ARABISMOS NA ARTE ITALIANA

(Texto que será capítulo de um livro coletivo. Atualmente no site https://neoarabe.hcommons.org/)

Carmen Lícia Palazzo.

O intercâmbio comercial entre o Oriente e a Itália, durante um largo período no qual eram intensas as atividades do que depois ficou conhecido como Rota da Seda, não apenas foi intenso mas também se revestiu de características muito peculiares já que os mercadores italianos desfrutavam de um estatuto muitas vezes privilegiado nos portos levantinos.

Nos séculos XIII, XIV e XV os muçulmanos eram parceiros importantes nos negócios com cidades como Veneza, Nápoles e Gênova. Tornou-se bastante comum, no rastro de tais relacionamentos, a apropriação de elementos decorativos de origem árabe e turca para incorporá-los em objetos de arte italianos.

----

### Instrução A
Com base no excerto sobre os arabismos na arte italiana, responda às perguntas abaixo:
(i) De que estatuto os mercadores italianos desfrutavam, muitas vezes, nos portos levantinos?
(ii) Como ficou conhecida depois a rota cujas atividades eram intensas nesse período?
(iii) Com quais cidades italianas os muçulmanos eram parceiros importantes nos negócios?
### Instrução B
Reescreva de forma mais concisa o parágrafo do excerto que começa com "Nos séculos XIII, XIV e XV", conservando seus fatos principais.

### Linhas fornecidas
----

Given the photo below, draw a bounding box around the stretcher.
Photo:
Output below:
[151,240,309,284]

----

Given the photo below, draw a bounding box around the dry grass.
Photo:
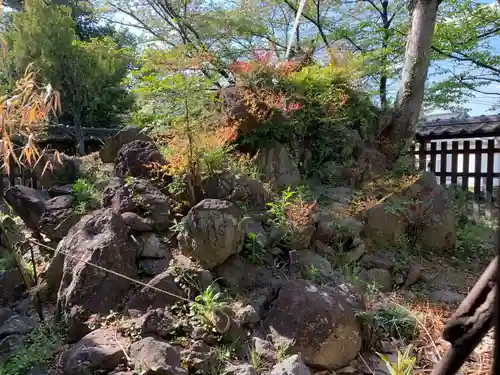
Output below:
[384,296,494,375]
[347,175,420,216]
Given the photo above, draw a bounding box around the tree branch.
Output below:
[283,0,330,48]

----

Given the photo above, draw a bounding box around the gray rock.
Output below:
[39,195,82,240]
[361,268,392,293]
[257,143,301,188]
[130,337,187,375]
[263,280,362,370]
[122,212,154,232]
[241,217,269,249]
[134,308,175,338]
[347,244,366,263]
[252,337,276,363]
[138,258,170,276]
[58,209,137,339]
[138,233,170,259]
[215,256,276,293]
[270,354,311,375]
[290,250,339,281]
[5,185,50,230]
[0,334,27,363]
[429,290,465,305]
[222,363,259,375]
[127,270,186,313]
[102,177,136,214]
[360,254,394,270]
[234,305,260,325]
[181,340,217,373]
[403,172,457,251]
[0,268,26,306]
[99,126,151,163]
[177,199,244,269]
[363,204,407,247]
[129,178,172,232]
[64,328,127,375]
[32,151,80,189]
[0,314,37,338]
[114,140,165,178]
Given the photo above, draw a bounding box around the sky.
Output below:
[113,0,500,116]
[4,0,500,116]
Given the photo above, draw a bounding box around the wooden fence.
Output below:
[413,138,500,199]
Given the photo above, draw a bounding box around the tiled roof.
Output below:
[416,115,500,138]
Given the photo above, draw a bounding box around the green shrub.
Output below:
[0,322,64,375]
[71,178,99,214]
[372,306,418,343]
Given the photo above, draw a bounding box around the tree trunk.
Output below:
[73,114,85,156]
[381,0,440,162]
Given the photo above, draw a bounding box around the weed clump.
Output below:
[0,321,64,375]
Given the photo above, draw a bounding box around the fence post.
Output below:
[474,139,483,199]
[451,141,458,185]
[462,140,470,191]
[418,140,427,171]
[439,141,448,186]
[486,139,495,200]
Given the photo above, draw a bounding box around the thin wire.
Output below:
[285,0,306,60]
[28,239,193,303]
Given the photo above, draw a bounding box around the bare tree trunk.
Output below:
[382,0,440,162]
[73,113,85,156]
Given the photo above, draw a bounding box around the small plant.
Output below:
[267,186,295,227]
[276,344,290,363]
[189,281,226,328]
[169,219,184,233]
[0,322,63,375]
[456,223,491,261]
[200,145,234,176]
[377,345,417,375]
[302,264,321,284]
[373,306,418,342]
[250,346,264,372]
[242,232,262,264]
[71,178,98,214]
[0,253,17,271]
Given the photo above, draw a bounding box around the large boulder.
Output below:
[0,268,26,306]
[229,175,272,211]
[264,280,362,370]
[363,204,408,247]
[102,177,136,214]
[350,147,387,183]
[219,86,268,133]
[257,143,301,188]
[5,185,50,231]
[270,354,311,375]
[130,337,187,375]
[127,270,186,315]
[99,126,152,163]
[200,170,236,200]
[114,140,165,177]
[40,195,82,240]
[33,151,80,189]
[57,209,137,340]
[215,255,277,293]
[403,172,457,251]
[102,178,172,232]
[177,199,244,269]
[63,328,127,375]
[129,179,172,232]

----

### Resposta redigida A
(i) De um estatuto muitas vezes privilegiado.
(ii) Como Rota da Seda.
(iii) Com Veneza, Nápoles e Gênova.

### Resposta redigida B
Entre os séculos XIII e XV, os muçulmanos foram importantes parceiros comerciais de Veneza, Nápoles e Gênova. Em decorrência dessas relações, tornou-se comum incorporar elementos decorativos de origem árabe e turca a objetos de arte italianos.